■ WRITTEN INSTRUCTION 1: In the proposal on distributed shared memory, what are the two fundamental models of parallel systems?
■ WRITTEN INSTRUCTION 2: Reproduce word for word the stretch of the distributed shared memory proposal from "Problem Description" through "in CPU technologies.".
■ WRITTEN INSTRUCTION 3: Extend the distributed shared memory proposal with the next part, starting right after its final sentence.

>> begin TEXT

University of Virginia, Department of Computer Science
CS656: Operating Systems
Spring 2000


Project Proposal
Song Li, Yu Lin, Michael Walker
April 2000

Distributed Shared Memory Emulation


Problem Description

Despite the advances in processor design, users still demand more and more performance. Eventually, single CPU technologies must give way to multiple processor parallel computers: it is less expensive to run 10 inexpensive processors cooperatively than it is to buy a new computer 10 times as fast. This change is inevitable, and has been realized to some extent in the specialization of subsystems like bus mastering drive controllers. However, the need for additional computational power has thus far rested solely on advances in CPU technologies.

In parallel systems, there are two kinds of fundamental models: shared memory and message passing. From a programmer's perspective, shared memory computers, while easy to program, are difficult to build and aren't scalable to beyond a few processors. Message passing computers, while easy to build and scale, are difficult to program. In some sense, shared memory model and message passing model are equivalent.

One of the solutions to parallel systems is Distributed Shared Memory (DSM) whose memory is physically distributed but logically shared. DSM appears as shared memory to the applications programmer, but relies on message passing between independent CPUs to access the global virtual address space. Both hardware and software implementations have been proposed in the literature. The advantages of DSM programming model are well known. Firstly, shared memory programs are usually shorter and easier to understand than equivalent message passing programs. Secondly, shared memory gives transparent process-to-process communication. Also, programming with shared memory is a well-understood problem.

Our team proposes to develop an emulation of the DSM programming model as our distributed operating systems course project. The objective of this project is to develop an understanding of the theory and implementation of modern DSM. This will include a detailed study of consistency models, replacement strategies, etc. Also, we want to provide APIs to DSM programmers as well as some simple applications using these APIs.

>> end TEXT
>> begin MATERIAL

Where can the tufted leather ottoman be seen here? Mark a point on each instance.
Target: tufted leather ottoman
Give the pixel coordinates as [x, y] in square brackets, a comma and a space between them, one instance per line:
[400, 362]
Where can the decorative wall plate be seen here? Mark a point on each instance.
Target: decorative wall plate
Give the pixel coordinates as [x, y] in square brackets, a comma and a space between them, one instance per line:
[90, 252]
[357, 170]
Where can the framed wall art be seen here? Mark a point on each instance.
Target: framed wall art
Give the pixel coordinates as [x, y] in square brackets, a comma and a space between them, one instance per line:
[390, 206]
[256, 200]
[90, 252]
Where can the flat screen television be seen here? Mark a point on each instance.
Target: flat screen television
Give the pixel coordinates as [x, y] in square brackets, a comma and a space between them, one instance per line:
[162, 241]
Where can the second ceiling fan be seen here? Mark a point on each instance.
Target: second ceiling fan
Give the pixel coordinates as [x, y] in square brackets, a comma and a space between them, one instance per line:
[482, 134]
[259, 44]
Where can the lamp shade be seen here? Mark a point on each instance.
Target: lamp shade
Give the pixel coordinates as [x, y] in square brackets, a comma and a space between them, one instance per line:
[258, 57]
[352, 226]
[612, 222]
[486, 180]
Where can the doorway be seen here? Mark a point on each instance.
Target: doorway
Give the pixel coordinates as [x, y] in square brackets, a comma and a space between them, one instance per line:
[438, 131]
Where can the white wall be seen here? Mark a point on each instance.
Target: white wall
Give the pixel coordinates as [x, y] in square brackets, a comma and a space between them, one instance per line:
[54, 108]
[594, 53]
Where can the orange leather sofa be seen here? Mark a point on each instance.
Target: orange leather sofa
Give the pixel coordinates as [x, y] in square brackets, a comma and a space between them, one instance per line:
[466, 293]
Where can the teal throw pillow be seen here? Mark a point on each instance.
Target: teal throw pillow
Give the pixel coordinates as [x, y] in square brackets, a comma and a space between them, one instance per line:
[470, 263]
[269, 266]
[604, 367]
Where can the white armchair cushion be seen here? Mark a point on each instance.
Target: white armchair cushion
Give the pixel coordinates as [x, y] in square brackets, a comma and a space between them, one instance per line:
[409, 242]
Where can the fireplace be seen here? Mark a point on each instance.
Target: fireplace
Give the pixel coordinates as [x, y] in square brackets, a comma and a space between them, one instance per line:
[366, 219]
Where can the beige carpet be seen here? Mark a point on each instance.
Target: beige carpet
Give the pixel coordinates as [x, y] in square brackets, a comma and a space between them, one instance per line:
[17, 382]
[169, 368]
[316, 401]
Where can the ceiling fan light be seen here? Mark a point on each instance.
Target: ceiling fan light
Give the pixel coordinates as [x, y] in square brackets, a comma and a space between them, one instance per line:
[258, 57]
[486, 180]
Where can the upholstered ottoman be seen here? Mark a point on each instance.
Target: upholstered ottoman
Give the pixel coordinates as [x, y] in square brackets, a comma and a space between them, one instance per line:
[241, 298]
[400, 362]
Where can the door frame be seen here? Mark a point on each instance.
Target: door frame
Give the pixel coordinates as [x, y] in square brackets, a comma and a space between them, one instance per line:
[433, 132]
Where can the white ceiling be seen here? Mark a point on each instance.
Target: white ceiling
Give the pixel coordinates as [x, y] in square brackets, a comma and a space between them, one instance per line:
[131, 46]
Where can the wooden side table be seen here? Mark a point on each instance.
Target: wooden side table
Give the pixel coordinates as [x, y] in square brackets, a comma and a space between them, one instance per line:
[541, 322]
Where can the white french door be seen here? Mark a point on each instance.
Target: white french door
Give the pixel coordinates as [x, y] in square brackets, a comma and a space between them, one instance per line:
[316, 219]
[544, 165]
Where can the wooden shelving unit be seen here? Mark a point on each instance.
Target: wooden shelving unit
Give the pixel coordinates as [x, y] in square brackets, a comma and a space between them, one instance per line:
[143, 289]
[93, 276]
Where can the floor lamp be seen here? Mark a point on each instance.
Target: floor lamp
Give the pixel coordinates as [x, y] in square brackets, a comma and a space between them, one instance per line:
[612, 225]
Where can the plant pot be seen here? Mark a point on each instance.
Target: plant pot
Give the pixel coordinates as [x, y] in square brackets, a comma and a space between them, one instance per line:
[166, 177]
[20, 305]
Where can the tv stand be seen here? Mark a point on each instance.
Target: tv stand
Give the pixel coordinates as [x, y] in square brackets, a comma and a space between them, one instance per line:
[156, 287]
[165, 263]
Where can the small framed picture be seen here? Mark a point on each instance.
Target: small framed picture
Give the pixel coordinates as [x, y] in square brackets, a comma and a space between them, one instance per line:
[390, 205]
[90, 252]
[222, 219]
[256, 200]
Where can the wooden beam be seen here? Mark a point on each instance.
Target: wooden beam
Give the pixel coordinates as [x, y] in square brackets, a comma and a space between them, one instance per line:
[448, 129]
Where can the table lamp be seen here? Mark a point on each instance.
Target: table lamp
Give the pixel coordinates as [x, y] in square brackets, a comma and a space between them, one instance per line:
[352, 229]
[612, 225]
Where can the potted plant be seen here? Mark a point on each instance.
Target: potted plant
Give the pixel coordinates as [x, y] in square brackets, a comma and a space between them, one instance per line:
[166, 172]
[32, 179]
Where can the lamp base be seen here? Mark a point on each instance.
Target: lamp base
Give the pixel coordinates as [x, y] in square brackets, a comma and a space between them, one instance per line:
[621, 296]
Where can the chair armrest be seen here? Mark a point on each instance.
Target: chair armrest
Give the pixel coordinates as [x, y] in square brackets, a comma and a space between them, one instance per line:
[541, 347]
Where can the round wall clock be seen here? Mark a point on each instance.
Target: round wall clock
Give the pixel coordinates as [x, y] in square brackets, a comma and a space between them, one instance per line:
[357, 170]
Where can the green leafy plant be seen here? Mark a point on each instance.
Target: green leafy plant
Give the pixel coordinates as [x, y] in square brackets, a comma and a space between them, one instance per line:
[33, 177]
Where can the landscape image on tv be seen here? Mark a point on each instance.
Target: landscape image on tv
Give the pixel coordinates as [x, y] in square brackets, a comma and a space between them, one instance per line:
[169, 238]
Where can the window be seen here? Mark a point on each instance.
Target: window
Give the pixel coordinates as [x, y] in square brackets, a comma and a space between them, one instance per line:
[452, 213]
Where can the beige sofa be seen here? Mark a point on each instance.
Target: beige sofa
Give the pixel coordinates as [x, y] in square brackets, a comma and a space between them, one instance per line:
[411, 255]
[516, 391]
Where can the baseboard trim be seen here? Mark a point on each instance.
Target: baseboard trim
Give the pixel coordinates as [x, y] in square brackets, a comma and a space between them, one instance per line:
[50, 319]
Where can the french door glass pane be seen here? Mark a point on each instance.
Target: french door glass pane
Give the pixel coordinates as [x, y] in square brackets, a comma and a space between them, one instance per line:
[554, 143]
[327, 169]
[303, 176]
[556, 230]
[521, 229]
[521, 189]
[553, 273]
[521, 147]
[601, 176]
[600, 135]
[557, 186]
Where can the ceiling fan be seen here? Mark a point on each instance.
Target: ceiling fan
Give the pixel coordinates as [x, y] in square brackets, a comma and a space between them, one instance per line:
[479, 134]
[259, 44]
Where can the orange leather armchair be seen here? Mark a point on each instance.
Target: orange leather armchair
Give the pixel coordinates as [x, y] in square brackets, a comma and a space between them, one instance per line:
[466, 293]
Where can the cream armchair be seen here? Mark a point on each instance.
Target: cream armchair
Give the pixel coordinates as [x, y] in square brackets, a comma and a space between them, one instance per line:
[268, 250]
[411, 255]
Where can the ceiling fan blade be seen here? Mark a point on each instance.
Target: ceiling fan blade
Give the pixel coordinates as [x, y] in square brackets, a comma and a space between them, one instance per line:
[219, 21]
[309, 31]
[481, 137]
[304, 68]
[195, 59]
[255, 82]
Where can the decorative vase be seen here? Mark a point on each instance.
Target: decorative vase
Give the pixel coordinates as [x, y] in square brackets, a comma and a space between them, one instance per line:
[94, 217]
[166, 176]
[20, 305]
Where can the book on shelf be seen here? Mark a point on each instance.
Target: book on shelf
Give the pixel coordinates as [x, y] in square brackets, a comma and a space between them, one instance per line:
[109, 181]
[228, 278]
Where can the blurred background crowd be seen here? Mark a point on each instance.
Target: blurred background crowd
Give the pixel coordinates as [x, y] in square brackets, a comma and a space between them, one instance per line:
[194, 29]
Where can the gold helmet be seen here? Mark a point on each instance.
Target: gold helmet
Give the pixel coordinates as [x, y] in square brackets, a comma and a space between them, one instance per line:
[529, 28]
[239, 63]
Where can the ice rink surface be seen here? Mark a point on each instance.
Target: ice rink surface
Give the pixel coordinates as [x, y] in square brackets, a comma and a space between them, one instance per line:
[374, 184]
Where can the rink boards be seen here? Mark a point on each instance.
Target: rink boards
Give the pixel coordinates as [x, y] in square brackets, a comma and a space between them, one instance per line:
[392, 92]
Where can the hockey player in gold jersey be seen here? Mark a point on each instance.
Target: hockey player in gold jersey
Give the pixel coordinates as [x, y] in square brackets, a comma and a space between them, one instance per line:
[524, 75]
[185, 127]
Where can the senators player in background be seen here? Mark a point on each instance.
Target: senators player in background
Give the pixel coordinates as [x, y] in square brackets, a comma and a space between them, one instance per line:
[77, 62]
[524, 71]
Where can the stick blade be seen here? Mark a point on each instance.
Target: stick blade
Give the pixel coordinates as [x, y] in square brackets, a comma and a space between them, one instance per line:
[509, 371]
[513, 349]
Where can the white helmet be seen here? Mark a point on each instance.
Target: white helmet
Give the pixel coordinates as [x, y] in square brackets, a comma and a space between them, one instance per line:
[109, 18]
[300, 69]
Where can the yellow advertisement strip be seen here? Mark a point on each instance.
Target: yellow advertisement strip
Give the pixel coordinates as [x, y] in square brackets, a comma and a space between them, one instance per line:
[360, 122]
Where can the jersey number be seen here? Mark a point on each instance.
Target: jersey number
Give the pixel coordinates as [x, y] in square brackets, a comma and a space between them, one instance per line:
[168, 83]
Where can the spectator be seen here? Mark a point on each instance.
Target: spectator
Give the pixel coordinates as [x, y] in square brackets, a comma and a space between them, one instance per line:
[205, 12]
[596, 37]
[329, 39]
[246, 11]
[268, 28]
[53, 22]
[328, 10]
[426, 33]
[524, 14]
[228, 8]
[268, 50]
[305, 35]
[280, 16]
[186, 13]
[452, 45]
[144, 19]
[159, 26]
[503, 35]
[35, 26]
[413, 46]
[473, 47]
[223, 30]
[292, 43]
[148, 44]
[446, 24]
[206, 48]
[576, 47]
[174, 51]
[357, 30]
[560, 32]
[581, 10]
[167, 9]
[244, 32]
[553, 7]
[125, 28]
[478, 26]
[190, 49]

>> end MATERIAL

■ RESULT 1: Shared memory and message passing.

■ RESULT 2:
Problem Description

Despite the advances in processor design, users still demand more and more performance. Eventually, single CPU technologies must give way to multiple processor parallel computers: it is less expensive to run 10 inexpensive processors cooperatively than it is to buy a new computer 10 times as fast. This change is inevitable, and has been realized to some extent in the specialization of subsystems like bus mastering drive controllers. However, the need for additional computational power has thus far rested solely on advances in CPU technologies.

■ RESULT 3:
Related Work

There have been several classic models used to implement distributed shared memory system. The models related to us are the paged-based DSM and shared-variable DSM.

IVY[1], Mirage[2], are good example of paged-based DSM. In such models, Each of the CPUs in the system has its own private memory and, cannot reference remote memory directly. When a CPU addresses a word in the address space that is backed by a page currently located on a different machine, a trap to the operating system occurs and the required page must be fetched by software. The operating system acquires the necessary page by sending a message to the machine where the page is currently residing and asking for it. Thus both placement and access are done in software in these two models[5].

Particularly, in Mirage, the DSM provides a form of network transparency to make network boundaries invisible for shared memory and is upward compatible with an existing interface to shared memory. The protocol used in Mirage has the following features designed to reduce network traffic and sustain high performance:

1. The model is based on paged segmentation

2. The writer of a page retains access to that page for a fixed period of

time independent of subsequent read and write requests.

3. There may be upgrades or downgrades in the modes of pages that are

distributed throughout the network.


Munin[3] and Midway[4] are good examples of shared-variable DSM. In such models, only a selected portion of their address spaces, namely shared variable and other data structures, are shared. User-supplied information is required to determine which variables are shared and which are not. In these systems, the focus changes from trying to pretend that there is a single common memory to how to maintain a set of replicated distributed data structures consistent in the face of updates, potentially from all the machines using the shared data[5].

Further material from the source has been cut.